Dataset rows showing where objects appear
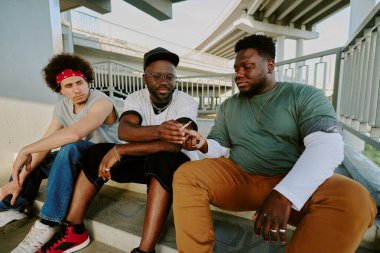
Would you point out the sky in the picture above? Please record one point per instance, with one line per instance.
(193, 20)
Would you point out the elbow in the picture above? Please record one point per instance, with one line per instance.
(75, 137)
(121, 133)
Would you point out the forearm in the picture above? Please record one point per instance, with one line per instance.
(323, 153)
(147, 148)
(212, 148)
(136, 133)
(37, 159)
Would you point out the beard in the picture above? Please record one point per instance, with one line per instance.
(254, 90)
(158, 98)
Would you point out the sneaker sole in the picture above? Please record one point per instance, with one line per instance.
(78, 247)
(10, 215)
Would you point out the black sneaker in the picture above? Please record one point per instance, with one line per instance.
(66, 241)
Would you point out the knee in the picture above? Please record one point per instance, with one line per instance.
(356, 202)
(68, 149)
(182, 174)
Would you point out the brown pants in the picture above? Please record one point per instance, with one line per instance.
(333, 220)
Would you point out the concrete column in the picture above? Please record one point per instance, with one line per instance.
(280, 48)
(299, 47)
(299, 53)
(359, 9)
(30, 35)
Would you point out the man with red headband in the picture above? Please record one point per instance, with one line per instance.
(82, 118)
(151, 125)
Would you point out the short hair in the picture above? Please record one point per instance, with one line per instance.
(64, 61)
(264, 45)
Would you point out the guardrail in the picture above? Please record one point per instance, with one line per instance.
(117, 79)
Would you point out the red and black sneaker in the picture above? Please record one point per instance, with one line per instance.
(66, 241)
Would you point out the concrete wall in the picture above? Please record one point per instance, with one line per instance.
(30, 35)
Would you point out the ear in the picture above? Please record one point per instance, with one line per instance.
(145, 77)
(270, 66)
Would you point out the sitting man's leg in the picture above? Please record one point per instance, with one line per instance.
(31, 186)
(61, 179)
(160, 168)
(219, 182)
(334, 219)
(74, 236)
(28, 194)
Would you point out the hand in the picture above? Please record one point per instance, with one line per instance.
(193, 141)
(106, 164)
(22, 159)
(273, 215)
(170, 131)
(10, 188)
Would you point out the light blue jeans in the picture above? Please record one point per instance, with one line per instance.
(61, 171)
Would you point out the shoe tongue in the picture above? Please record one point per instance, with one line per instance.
(40, 225)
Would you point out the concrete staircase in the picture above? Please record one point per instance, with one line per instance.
(115, 220)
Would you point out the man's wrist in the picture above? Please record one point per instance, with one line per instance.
(204, 148)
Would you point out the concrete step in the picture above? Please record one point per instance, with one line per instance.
(12, 234)
(116, 216)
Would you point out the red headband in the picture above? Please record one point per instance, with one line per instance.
(68, 73)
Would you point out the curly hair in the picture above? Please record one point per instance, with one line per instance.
(264, 45)
(64, 61)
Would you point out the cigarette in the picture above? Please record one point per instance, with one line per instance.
(183, 127)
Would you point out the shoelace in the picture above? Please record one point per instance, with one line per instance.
(57, 237)
(32, 235)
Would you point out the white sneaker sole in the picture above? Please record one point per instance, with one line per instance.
(10, 215)
(78, 247)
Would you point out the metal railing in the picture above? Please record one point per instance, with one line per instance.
(117, 79)
(359, 99)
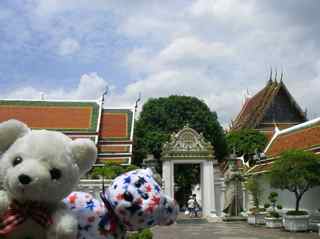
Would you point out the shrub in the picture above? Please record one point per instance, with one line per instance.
(273, 198)
(297, 171)
(297, 213)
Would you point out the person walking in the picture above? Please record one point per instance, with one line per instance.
(195, 205)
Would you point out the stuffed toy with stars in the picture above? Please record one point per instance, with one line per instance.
(38, 169)
(133, 201)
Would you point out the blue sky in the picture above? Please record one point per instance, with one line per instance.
(213, 49)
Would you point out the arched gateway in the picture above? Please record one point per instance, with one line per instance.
(190, 147)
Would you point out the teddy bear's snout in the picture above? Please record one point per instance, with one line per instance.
(24, 179)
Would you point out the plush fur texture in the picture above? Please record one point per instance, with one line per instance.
(41, 167)
(136, 202)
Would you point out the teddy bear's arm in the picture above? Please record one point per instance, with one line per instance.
(65, 225)
(4, 202)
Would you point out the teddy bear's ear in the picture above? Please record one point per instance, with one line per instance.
(10, 131)
(85, 154)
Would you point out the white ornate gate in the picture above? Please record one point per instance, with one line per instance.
(190, 147)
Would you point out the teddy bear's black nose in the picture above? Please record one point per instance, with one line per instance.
(24, 179)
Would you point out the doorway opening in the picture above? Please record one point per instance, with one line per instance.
(187, 183)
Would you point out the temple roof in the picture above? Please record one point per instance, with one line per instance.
(255, 108)
(116, 135)
(110, 128)
(66, 116)
(304, 136)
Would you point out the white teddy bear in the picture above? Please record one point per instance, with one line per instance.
(38, 169)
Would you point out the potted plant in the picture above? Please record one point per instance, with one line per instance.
(256, 214)
(273, 218)
(296, 171)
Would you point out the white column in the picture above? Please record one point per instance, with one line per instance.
(244, 198)
(167, 175)
(207, 175)
(222, 195)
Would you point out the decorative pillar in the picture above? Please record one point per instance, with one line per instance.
(244, 198)
(168, 178)
(207, 176)
(222, 193)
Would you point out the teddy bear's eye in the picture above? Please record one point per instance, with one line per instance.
(55, 174)
(17, 160)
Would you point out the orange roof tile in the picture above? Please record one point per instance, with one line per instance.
(304, 138)
(116, 124)
(113, 149)
(66, 116)
(254, 108)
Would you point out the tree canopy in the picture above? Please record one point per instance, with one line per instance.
(161, 117)
(246, 141)
(296, 171)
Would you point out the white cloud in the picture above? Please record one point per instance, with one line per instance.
(90, 87)
(214, 50)
(68, 46)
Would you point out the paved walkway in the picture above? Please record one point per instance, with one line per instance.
(225, 230)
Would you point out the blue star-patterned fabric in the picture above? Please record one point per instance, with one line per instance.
(134, 201)
(92, 215)
(139, 202)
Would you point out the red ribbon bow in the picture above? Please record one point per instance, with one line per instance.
(19, 213)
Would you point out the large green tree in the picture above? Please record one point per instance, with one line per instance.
(246, 141)
(162, 116)
(297, 171)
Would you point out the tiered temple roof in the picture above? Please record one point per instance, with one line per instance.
(305, 136)
(272, 105)
(110, 128)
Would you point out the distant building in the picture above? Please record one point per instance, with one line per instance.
(272, 106)
(305, 136)
(110, 128)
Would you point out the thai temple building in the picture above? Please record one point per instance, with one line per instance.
(110, 128)
(272, 106)
(274, 112)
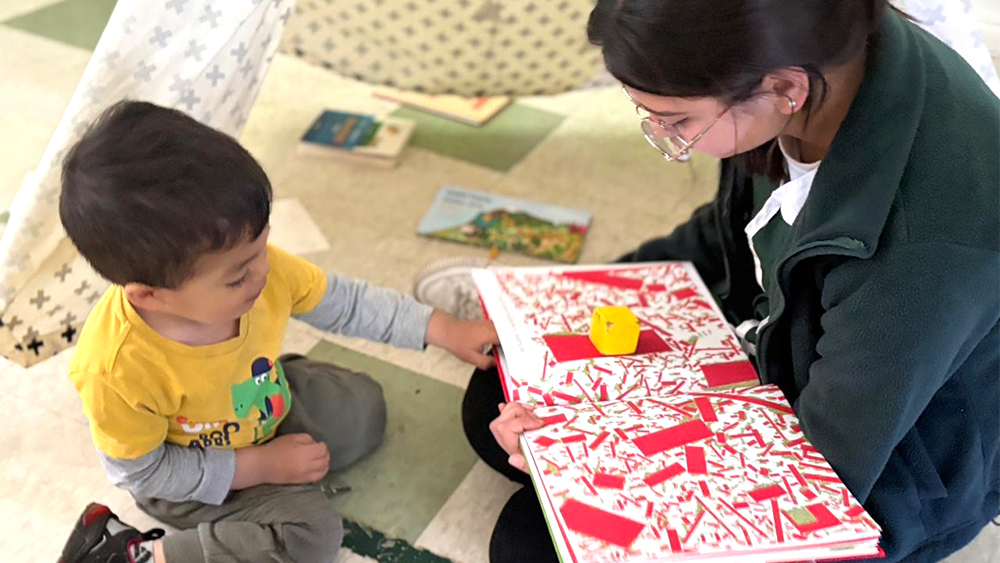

Instructions for the task — From the records above, keep only the lines that contain the string "concrete", treating case as significant, and copy each one.

Result of the task —
Would you point out the concrete column in the picture above? Please record one point per instance, with one line per instance.
Would you point out the concrete wall in the picture above? Please record one point per instance, with one line per instance.
Would you point out the concrete staircase in the picture above? Please record one point per instance, with one line per instance.
Would you point out the concrete step in the picture above? Please record one point per instance, with one line per instance.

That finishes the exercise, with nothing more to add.